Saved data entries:
:::

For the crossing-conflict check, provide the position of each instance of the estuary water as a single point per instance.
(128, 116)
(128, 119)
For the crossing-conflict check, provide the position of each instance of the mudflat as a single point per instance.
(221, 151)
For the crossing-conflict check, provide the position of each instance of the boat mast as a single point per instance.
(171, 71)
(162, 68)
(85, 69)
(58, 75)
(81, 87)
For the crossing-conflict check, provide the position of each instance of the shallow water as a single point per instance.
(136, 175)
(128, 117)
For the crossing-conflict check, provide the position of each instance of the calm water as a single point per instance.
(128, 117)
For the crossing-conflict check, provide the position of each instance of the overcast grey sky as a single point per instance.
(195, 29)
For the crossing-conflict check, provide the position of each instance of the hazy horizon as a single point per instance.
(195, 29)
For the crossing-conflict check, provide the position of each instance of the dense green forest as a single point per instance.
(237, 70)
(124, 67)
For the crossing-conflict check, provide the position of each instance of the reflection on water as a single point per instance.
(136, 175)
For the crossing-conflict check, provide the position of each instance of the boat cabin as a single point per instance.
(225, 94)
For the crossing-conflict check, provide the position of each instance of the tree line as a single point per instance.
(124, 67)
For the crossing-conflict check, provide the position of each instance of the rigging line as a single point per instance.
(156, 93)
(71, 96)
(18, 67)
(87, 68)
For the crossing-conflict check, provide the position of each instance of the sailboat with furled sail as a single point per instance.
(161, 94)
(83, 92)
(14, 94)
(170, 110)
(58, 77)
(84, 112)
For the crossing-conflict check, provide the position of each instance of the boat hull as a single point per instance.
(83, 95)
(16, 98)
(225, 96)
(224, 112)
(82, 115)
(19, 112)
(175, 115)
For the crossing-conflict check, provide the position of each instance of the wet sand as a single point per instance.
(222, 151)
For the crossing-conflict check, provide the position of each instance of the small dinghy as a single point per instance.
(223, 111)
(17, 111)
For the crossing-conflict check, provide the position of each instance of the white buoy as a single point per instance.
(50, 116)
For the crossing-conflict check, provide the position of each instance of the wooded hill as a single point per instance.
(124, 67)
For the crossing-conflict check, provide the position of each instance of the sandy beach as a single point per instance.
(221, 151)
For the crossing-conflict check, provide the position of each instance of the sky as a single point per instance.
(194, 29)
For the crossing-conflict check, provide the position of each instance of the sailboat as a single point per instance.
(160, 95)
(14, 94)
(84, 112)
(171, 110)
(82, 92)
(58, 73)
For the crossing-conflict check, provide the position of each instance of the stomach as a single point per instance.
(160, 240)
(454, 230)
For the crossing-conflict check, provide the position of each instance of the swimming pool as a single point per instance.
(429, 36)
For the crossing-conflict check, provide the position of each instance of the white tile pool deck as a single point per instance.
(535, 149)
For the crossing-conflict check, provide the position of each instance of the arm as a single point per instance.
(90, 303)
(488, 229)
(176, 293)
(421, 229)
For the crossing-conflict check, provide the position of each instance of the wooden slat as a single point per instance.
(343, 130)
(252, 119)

:::

The task: Every entry is to be copied exactly, with none omitted.

Solved problem:
For the crossing-conflict check, provide the position of each instance of the estuary water as a single point per instance.
(128, 116)
(128, 119)
For the crossing-conflict check, provide the position of each instance of the mudflat as a single point per instance.
(221, 151)
For the crossing-conflict check, provide the position of each instance of the boat mast as a single point per instance.
(171, 71)
(162, 68)
(85, 69)
(58, 75)
(81, 87)
For the crossing-conflict check, provide the position of each instance of the shallow water as a single point per instance.
(136, 175)
(128, 117)
For the crossing-conflict check, provide the position of each instance of the calm water as a single point per instance.
(128, 117)
For the crossing-conflict check, provide the position of each instance of the overcast grey sky as a single point per instance.
(195, 29)
For the crossing-conflict check, provide the position of each instance of the hazy horizon as a single point per instance.
(195, 29)
For the crossing-conflict check, provide the position of each instance of the dense green forest as a single point per instance.
(237, 70)
(124, 67)
For the crossing-conflict check, provide the position of each instance of the reflection on water as a single point per instance.
(136, 175)
For the crossing-conflict check, provide the position of each instance of the boat cabin as a single point per instance.
(225, 94)
For the crossing-conflict check, provide the position of each instance of the tree line as a single point per instance.
(124, 67)
For the crossing-conflict check, provide the position of each instance of the rigging line as a single point per instance.
(156, 93)
(71, 96)
(18, 67)
(87, 68)
For the crossing-conflict check, provide the position of each instance of the sailboat with furled sail as a single point per instance.
(161, 94)
(83, 92)
(14, 94)
(170, 110)
(58, 77)
(84, 112)
For the crossing-conflict check, provide the position of each instance of the boat hull as a single point per instance.
(83, 95)
(16, 98)
(225, 96)
(224, 112)
(82, 115)
(19, 112)
(175, 115)
For the crossing-conflict check, provide the position of each instance of the wet sand as a single point per instance.
(222, 151)
For the crossing-conflict check, provide the position of each instance of the small dinghy as a single point per instance.
(223, 111)
(17, 111)
For the crossing-conflict check, provide the position of each instance of the white buoy as a single point per instance.
(50, 116)
For the crossing-conflict check, provide the position of each instance of the wooded hill as a single point per instance.
(124, 67)
For the crossing-conflict check, provide the position of each instance of the sandy beach as a single point per instance.
(221, 151)
For the crossing-conflict check, provide the position of each instance of the sky as a single point per instance.
(194, 29)
For the crossing-conflict check, provide the position of each instance of the sailboat as a single point per instance.
(160, 95)
(14, 94)
(84, 112)
(171, 110)
(82, 92)
(58, 73)
For the crossing-conflict check, provide the position of each instance of the stomach as a single point per instance.
(160, 240)
(454, 230)
For the crossing-conflict check, provide the position of each instance of the swimming pool as a single point per instance.
(429, 36)
For the crossing-conflict check, provide the position of each instance of the white tile pool deck as a single point per instance.
(535, 149)
For the crossing-conflict check, provide the position of each instance of the arm as a single point per instance.
(90, 303)
(488, 229)
(176, 293)
(421, 229)
For the crossing-conflict check, provide the position of each instance of the wooden slat as a single point per instance.
(343, 130)
(252, 119)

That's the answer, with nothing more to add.